Task brief
When you answer, give every record back exactly as written.

[[ Data supplied open ]]

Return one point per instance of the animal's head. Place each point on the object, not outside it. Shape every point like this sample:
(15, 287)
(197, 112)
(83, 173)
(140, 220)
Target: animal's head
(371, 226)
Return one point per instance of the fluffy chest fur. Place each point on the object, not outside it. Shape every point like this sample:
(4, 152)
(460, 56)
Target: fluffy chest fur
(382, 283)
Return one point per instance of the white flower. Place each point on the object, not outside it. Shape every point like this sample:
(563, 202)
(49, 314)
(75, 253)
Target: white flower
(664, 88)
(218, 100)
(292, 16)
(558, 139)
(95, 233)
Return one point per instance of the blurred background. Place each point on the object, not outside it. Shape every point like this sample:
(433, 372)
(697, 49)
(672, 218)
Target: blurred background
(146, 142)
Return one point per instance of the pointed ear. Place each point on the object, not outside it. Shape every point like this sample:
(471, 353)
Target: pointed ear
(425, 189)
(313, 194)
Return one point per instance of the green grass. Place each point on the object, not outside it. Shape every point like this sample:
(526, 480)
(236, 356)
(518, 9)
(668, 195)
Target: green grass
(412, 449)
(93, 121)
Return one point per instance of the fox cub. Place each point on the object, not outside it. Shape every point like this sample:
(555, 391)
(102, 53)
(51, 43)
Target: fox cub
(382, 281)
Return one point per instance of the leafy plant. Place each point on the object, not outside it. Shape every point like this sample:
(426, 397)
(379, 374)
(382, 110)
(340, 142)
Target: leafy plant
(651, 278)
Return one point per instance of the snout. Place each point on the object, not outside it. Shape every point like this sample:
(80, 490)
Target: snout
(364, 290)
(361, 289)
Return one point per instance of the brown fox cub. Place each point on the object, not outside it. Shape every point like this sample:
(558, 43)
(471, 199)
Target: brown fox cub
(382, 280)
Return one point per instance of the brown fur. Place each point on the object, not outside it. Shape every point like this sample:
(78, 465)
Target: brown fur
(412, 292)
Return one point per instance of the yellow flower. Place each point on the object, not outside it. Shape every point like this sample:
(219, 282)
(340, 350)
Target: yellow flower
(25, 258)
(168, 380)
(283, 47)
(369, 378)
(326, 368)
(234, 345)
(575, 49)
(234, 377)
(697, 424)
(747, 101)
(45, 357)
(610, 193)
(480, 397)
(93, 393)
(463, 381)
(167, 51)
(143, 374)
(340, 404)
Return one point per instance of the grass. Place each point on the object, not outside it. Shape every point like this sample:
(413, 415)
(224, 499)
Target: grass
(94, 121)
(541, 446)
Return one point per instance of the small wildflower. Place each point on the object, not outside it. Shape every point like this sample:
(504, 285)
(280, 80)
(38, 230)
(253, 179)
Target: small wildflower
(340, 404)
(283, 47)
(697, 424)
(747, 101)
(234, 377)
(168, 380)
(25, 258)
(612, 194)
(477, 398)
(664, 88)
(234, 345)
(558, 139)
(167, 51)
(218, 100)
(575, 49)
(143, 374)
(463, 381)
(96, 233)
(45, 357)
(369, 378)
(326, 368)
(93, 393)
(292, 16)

[[ Data supplied closed ]]

Completed exercise
Return one point per instance of the animal's head. Place each point on the object, not outside it. Shape every point like this sample:
(15, 287)
(197, 112)
(83, 173)
(140, 220)
Target: animal's head
(371, 226)
Return one point per instance of the fluffy chest fur. Place each point on the object, not outside it. Shape every point like this sample:
(4, 152)
(460, 56)
Target: fluffy chest fur
(382, 283)
Return one point per instance of the white flower. Place each point on the object, not outside it. Shape every point like this sample:
(563, 202)
(49, 314)
(75, 253)
Target: white flower
(664, 88)
(218, 100)
(292, 16)
(558, 139)
(95, 233)
Return one point per instance of the blurred background. Place each point on the object, not outside it. Shape every point like this sample:
(433, 372)
(697, 49)
(672, 218)
Target: blurred background
(146, 142)
Return one point per instance of the pointed ear. Place each point on the object, not outside it. Shape every point like this sample:
(471, 353)
Target: pointed ear
(425, 189)
(313, 194)
Return one point per instance of the green grass. Place each point on the object, not outside it. Shape every point like this sample:
(526, 480)
(236, 356)
(518, 9)
(668, 195)
Target: green grass
(412, 449)
(93, 121)
Return one point per instance of the fox cub. Place each point on the object, not outside it. Shape every point like this sample:
(555, 391)
(102, 53)
(51, 43)
Target: fox cub
(382, 281)
Return one point per instance of the leafy plant. Place each point on the object, not outside it. Shape every point like this sample:
(426, 397)
(379, 374)
(382, 110)
(340, 142)
Target: leafy plant
(651, 278)
Return one point per instance of the snout. Place each point on the object, not outside it. Shape every point like this sample:
(80, 490)
Target: snout
(364, 290)
(361, 289)
Return one point per instance of the brown fox cub. Place each point on the object, not outside it. Shape every point like this sample:
(558, 43)
(471, 199)
Target: brown fox cub
(382, 280)
Return one point per instance of the brown fur. Place each point on the object, not outside it. Shape every point like this sample:
(78, 465)
Target: brown fur
(412, 292)
Return one point per instance of the yellow flower. Place each point on the object, not outside it. Shape every point like this sample:
(219, 282)
(340, 350)
Target: yellow flower
(25, 258)
(168, 380)
(283, 47)
(369, 378)
(326, 368)
(234, 345)
(575, 49)
(234, 377)
(697, 424)
(747, 101)
(45, 357)
(610, 193)
(480, 397)
(93, 393)
(463, 381)
(167, 51)
(143, 374)
(340, 404)
Return one point per instance of the grass. Place each point on the object, not outside it. Shape every point like this sample:
(413, 415)
(224, 499)
Target: grass
(94, 121)
(541, 446)
Return one point per instance of the small wildflower. Place each point on the object, not outside it. Shape every point like this sample:
(504, 285)
(280, 80)
(38, 230)
(253, 179)
Target: small wildflower
(340, 404)
(283, 47)
(697, 424)
(747, 101)
(234, 377)
(168, 380)
(25, 258)
(612, 194)
(477, 398)
(664, 88)
(234, 345)
(558, 139)
(167, 51)
(218, 100)
(575, 49)
(143, 374)
(463, 381)
(96, 233)
(45, 357)
(369, 378)
(326, 368)
(93, 393)
(292, 16)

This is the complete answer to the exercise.